_STATED TASK_.
Copy the data below exactly, omitting any picture it contains.

_THE RECORDS_.
-.-.-
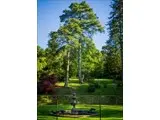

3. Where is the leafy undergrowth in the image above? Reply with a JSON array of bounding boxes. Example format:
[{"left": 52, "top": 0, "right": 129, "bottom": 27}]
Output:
[{"left": 37, "top": 104, "right": 123, "bottom": 120}]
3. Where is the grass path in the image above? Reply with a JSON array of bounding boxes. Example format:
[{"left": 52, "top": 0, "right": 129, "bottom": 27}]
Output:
[{"left": 38, "top": 104, "right": 123, "bottom": 120}]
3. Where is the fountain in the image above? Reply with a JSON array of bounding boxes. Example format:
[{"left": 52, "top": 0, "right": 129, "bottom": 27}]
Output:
[{"left": 50, "top": 92, "right": 98, "bottom": 117}]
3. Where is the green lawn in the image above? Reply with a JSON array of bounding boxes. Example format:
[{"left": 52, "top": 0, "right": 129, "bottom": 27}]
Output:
[
  {"left": 37, "top": 79, "right": 123, "bottom": 120},
  {"left": 37, "top": 104, "right": 123, "bottom": 120},
  {"left": 56, "top": 79, "right": 123, "bottom": 96}
]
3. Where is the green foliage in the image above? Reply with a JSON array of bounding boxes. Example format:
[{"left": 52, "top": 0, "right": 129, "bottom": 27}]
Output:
[
  {"left": 102, "top": 0, "right": 123, "bottom": 80},
  {"left": 88, "top": 84, "right": 96, "bottom": 93}
]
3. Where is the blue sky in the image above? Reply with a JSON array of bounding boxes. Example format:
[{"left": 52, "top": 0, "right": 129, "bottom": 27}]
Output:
[{"left": 37, "top": 0, "right": 111, "bottom": 50}]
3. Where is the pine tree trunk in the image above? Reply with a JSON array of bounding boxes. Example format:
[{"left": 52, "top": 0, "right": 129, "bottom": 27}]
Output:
[
  {"left": 64, "top": 51, "right": 70, "bottom": 87},
  {"left": 78, "top": 38, "right": 83, "bottom": 83}
]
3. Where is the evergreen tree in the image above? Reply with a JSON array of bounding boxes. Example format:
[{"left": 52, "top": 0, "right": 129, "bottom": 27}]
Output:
[{"left": 60, "top": 1, "right": 104, "bottom": 83}]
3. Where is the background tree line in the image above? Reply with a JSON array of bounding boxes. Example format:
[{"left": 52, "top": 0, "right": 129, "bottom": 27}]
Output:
[{"left": 37, "top": 0, "right": 123, "bottom": 86}]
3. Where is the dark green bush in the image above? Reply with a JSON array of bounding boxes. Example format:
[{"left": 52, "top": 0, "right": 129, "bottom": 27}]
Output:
[{"left": 88, "top": 84, "right": 96, "bottom": 93}]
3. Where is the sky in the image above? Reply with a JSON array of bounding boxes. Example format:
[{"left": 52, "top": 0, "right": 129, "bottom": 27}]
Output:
[{"left": 37, "top": 0, "right": 111, "bottom": 50}]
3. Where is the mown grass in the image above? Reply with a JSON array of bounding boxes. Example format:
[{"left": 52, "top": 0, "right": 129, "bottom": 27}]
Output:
-.-.-
_WRITTEN SOLUTION_.
3. Where is the leafy undergrowth in the image above? Reply with a JSON array of bounding boxes. Example format:
[{"left": 52, "top": 0, "right": 129, "bottom": 27}]
Output:
[{"left": 37, "top": 104, "right": 123, "bottom": 120}]
3. Where is the grass path in the image above? Reply with a JSON array of bounding boxes. Example format:
[{"left": 52, "top": 0, "right": 129, "bottom": 27}]
Output:
[{"left": 38, "top": 104, "right": 123, "bottom": 120}]
3. Where is the fountain in the image above? Reply with a JSON array of bounding boxes. Example format:
[{"left": 52, "top": 0, "right": 129, "bottom": 27}]
Output:
[{"left": 50, "top": 92, "right": 98, "bottom": 117}]
3. Where is the green lawn in the image above? Reply with a JSON array of bounding boxes. Example format:
[{"left": 52, "top": 0, "right": 129, "bottom": 27}]
Output:
[
  {"left": 37, "top": 79, "right": 123, "bottom": 120},
  {"left": 37, "top": 104, "right": 123, "bottom": 120},
  {"left": 56, "top": 79, "right": 123, "bottom": 96}
]
3. Where is the green foliage in the image above? Reply with a JSON array of bounding boxes. Example format:
[{"left": 52, "top": 0, "right": 129, "bottom": 27}]
Output:
[
  {"left": 102, "top": 0, "right": 123, "bottom": 80},
  {"left": 88, "top": 84, "right": 96, "bottom": 93}
]
3. Where is the blue sky in the image above? Reply with a JSON array of bounding boxes. Example format:
[{"left": 52, "top": 0, "right": 129, "bottom": 27}]
Output:
[{"left": 37, "top": 0, "right": 111, "bottom": 50}]
3. Where is the pine tree trunk in the image above? Reply with a JSON array of bounding boxes. Example format:
[{"left": 52, "top": 0, "right": 129, "bottom": 27}]
Output:
[
  {"left": 64, "top": 51, "right": 70, "bottom": 87},
  {"left": 78, "top": 38, "right": 83, "bottom": 83}
]
3. Where is the evergreen tree in the image above? Reply with a JSON array of bounding boxes. Example format:
[{"left": 52, "top": 0, "right": 129, "bottom": 27}]
Output:
[{"left": 60, "top": 1, "right": 104, "bottom": 83}]
3. Where is the background tree line in the image above? Reply with a JSON array of bounding boxes. Example format:
[{"left": 52, "top": 0, "right": 129, "bottom": 27}]
Output:
[{"left": 37, "top": 0, "right": 123, "bottom": 86}]
3. Where is the dark green bush in the image above? Reply with a JSON array of bounding boxes. Example format:
[{"left": 52, "top": 0, "right": 129, "bottom": 27}]
Output:
[{"left": 88, "top": 84, "right": 96, "bottom": 93}]
3. Where is the sky in the image above? Reply with a JSON array of bounding boxes. Example format:
[{"left": 52, "top": 0, "right": 129, "bottom": 27}]
Output:
[{"left": 37, "top": 0, "right": 111, "bottom": 50}]
3. Where is the mown grass in the image above? Reply with a JSON array of bounding boxes. Example format:
[{"left": 52, "top": 0, "right": 129, "bottom": 27}]
Output:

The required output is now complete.